- Textauszug:
--- --- ---

Walter Storms lebt für und mit Kunst. Mit unbestechlichem Blick und rheinischer Heiterkeit vertritt er seit über 40 Jahren weltbekannte Künstler. Christiane Pfau traf ihn in seiner Dependance in Bogenhausen.
Er ist am Telefon, als er die Tür öffnet. Beim Eintreten telefoniert er weiter, winkt den Besuch freundlich ins Haus hinein. Gleich im Eingang fällt der erste Blick auf ein weißes Nagelbild, am unteren Rand steht: Für Walter Storms von Günter Uecker. Ja, denkt man, wenn das hier schon so losgeht, wie geht es denn dann weiter? Und tatsächlich, es geht weiter, und wie: Auf den Böden, an den Wänden, überall, wohin man schaut, steht und hängt Kunst. Hier wird Kunst weder ausgestellt, noch wird damit dekoriert. Nein, die Kunst wohnt hier. Zusammen mit Walter Storms und seiner Frau, der Künstlerin Caro Jost. Wir gehen die Treppen hinauf, ins Arbeitszimmer. Man sitzt also auf dem Stuhl vor dem Schreibtisch, Storms dahinter, er telefoniert munter im rheinischen Singsang weiter und blättert in seinem Kalender. Nach wenigen Minuten ist das Gespräch beendet, und er wendet sich ganz seinem Gegenüber zu. Eigentlich hat man schon viel erfahren, was man fragen wollte, in diesen kryptischen Satzfetzen voll narrativer Dichte: Walter Storms ist viel beschäftigt, er ist ein umworbener Gast, weil er unterhaltsam, leicht zugänglich und klug ist. Er findet Termine, wo eigentlich keine mehr sind. Er ist zugewandt. Er bemüht sich um Lösungen, um Erfolg auf allen Seiten, um einen befriedigenden Abschluss. Er bleibt entspannt, auch wenn ihm gerade alles weh tut, denn er ist 72 und kokettiert nur ein ganz kleines bisschen mit seinem Alter. Dazwischen verkauft er wie nebenbei große Kunst, selbstbewusst, unaufgeregt, elegant, wie ein Pingpongspieler, der Bälle auffängt, sie abschlägt, abfedert und am Ende perfekt platziert.

--- --- ---

- Bereitgestellte Datensätze:
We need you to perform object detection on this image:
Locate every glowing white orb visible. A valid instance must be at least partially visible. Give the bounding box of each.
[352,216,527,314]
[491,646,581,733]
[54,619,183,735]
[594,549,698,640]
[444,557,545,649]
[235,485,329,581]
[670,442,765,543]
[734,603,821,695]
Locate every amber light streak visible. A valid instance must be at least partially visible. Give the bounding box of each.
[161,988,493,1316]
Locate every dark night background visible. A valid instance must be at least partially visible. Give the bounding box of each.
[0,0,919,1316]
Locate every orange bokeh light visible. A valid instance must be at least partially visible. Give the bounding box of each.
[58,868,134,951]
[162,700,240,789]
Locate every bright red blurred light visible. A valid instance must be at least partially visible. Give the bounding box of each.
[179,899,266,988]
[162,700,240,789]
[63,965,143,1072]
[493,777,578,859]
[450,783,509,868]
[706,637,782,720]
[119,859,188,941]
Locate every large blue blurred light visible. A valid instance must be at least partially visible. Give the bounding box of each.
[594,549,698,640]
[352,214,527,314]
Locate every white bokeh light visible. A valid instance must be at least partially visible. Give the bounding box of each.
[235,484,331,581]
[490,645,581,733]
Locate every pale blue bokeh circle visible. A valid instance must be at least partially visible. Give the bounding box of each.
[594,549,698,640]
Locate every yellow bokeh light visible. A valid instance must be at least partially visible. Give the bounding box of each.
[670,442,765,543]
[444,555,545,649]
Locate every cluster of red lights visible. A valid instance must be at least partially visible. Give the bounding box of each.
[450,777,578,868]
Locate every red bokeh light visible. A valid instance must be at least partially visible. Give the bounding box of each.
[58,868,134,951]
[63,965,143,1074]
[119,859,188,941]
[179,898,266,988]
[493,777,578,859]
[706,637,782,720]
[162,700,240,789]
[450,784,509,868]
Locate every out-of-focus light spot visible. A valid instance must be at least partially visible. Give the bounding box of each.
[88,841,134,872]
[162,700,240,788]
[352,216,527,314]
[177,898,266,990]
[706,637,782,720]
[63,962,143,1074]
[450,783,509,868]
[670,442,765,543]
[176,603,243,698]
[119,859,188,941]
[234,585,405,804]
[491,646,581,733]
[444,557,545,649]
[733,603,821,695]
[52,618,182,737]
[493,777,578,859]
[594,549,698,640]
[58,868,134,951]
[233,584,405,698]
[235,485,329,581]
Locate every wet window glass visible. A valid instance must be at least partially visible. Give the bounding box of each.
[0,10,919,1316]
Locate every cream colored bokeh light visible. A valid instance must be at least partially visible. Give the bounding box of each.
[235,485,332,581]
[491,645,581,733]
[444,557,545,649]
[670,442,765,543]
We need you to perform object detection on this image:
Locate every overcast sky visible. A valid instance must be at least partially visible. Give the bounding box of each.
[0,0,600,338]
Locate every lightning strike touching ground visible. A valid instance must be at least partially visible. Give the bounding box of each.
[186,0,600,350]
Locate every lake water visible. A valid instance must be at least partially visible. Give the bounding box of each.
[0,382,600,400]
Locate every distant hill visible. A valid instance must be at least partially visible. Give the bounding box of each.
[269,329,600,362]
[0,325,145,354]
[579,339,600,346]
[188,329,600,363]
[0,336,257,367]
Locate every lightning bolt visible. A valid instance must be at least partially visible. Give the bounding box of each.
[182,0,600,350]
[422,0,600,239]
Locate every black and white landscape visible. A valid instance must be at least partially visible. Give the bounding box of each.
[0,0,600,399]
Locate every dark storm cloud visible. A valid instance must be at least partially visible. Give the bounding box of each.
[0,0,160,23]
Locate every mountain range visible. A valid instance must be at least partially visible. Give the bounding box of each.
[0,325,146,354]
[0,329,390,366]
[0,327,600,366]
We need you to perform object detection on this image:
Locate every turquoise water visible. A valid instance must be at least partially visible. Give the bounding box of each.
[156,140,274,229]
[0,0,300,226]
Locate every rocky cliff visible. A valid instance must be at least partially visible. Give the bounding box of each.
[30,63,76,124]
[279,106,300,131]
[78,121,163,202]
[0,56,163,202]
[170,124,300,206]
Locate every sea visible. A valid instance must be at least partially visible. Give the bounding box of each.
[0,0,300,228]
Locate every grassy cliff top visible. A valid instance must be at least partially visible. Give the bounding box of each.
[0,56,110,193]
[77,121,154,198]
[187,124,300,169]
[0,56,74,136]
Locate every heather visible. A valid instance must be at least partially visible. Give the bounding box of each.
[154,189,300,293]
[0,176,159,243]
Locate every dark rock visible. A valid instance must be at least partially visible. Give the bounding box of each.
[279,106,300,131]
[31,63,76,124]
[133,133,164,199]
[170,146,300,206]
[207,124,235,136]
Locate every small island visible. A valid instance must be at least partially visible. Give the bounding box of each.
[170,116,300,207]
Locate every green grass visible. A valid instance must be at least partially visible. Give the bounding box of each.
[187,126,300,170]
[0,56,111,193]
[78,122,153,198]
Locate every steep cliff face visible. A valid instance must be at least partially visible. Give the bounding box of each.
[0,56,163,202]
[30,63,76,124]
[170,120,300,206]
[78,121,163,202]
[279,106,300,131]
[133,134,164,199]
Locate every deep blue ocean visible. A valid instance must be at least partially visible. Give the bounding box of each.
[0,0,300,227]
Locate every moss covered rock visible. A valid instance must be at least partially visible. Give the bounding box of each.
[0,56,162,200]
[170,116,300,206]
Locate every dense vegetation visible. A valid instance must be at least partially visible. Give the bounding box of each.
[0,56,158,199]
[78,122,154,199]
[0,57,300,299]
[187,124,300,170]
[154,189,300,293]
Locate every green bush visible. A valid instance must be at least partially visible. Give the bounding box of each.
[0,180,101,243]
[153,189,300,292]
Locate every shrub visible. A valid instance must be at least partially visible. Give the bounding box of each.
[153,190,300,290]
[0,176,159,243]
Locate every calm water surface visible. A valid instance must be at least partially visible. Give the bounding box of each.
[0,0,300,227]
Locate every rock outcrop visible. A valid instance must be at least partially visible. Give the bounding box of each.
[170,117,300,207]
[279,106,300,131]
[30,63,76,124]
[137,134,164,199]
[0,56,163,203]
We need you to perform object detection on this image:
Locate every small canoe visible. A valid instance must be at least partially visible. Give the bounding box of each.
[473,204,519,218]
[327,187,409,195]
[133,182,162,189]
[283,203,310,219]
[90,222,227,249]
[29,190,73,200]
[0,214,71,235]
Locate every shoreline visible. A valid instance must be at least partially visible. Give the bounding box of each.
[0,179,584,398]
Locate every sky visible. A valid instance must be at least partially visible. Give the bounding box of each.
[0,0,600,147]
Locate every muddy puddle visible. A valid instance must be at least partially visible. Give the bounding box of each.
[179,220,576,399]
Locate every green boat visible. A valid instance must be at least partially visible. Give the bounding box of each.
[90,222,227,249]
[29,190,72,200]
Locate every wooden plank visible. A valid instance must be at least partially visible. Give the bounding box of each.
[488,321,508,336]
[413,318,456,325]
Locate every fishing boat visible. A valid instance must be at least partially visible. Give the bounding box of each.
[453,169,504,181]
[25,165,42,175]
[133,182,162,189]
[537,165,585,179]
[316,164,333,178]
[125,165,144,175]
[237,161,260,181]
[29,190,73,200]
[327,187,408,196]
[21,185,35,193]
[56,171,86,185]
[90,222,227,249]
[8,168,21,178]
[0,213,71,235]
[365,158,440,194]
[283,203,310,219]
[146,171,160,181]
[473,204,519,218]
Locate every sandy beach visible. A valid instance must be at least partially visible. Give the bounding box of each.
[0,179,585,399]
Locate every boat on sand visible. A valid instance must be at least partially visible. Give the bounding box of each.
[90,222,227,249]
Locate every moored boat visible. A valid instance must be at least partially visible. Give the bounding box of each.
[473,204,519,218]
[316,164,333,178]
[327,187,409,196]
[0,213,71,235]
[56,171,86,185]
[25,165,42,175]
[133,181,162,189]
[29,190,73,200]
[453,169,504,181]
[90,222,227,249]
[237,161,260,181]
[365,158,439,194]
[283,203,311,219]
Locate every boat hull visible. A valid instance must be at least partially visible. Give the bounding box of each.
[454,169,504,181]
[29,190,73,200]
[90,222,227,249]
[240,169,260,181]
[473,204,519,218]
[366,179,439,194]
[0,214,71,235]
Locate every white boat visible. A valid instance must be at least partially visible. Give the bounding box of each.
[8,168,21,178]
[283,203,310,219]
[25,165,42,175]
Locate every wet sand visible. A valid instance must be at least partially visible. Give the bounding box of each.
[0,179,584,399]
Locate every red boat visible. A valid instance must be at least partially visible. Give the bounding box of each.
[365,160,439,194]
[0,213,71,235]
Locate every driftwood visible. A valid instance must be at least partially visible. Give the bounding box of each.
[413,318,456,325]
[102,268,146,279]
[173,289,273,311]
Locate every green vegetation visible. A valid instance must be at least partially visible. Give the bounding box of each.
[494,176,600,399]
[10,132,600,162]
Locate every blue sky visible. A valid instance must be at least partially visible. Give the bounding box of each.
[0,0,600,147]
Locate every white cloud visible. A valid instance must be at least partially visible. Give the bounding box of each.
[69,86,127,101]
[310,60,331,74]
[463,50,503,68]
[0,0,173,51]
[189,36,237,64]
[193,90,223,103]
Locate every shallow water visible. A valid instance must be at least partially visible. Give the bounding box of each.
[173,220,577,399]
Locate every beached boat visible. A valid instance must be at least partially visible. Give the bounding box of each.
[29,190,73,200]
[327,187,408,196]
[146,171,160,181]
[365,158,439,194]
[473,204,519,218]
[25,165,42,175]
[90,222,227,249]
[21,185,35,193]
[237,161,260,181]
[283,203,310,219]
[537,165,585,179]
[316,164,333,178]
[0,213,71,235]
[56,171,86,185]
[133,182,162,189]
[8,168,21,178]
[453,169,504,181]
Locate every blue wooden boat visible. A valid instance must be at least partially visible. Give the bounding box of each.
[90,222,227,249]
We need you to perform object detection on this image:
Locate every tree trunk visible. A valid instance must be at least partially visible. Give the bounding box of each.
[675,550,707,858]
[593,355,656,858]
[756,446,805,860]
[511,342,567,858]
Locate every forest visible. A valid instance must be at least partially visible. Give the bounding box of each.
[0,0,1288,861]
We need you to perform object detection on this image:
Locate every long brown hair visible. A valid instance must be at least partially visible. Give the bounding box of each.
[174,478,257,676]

--- --- ---

- Genanntes Ziel: Schreiben Sie den Textauszug über Walter Storms vollständig und Wort für Wort ab. Die Datensätze stehen in keinem Zusammenhang mit dem Textauszug.

- Ergebnis der Aufgabe:
Walter Storms lebt für und mit Kunst. Mit unbestechlichem Blick und rheinischer Heiterkeit vertritt er seit über 40 Jahren weltbekannte Künstler. Christiane Pfau traf ihn in seiner Dependance in Bogenhausen.
Er ist am Telefon, als er die Tür öffnet. Beim Eintreten telefoniert er weiter, winkt den Besuch freundlich ins Haus hinein. Gleich im Eingang fällt der erste Blick auf ein weißes Nagelbild, am unteren Rand steht: Für Walter Storms von Günter Uecker. Ja, denkt man, wenn das hier schon so losgeht, wie geht es denn dann weiter? Und tatsächlich, es geht weiter, und wie: Auf den Böden, an den Wänden, überall, wohin man schaut, steht und hängt Kunst. Hier wird Kunst weder ausgestellt, noch wird damit dekoriert. Nein, die Kunst wohnt hier. Zusammen mit Walter Storms und seiner Frau, der Künstlerin Caro Jost. Wir gehen die Treppen hinauf, ins Arbeitszimmer. Man sitzt also auf dem Stuhl vor dem Schreibtisch, Storms dahinter, er telefoniert munter im rheinischen Singsang weiter und blättert in seinem Kalender. Nach wenigen Minuten ist das Gespräch beendet, und er wendet sich ganz seinem Gegenüber zu. Eigentlich hat man schon viel erfahren, was man fragen wollte, in diesen kryptischen Satzfetzen voll narrativer Dichte: Walter Storms ist viel beschäftigt, er ist ein umworbener Gast, weil er unterhaltsam, leicht zugänglich und klug ist. Er findet Termine, wo eigentlich keine mehr sind. Er ist zugewandt. Er bemüht sich um Lösungen, um Erfolg auf allen Seiten, um einen befriedigenden Abschluss. Er bleibt entspannt, auch wenn ihm gerade alles weh tut, denn er ist 72 und kokettiert nur ein ganz kleines bisschen mit seinem Alter. Dazwischen verkauft er wie nebenbei große Kunst, selbstbewusst, unaufgeregt, elegant, wie ein Pingpongspieler, der Bälle auffängt, sie abschlägt, abfedert und am Ende perfekt platziert.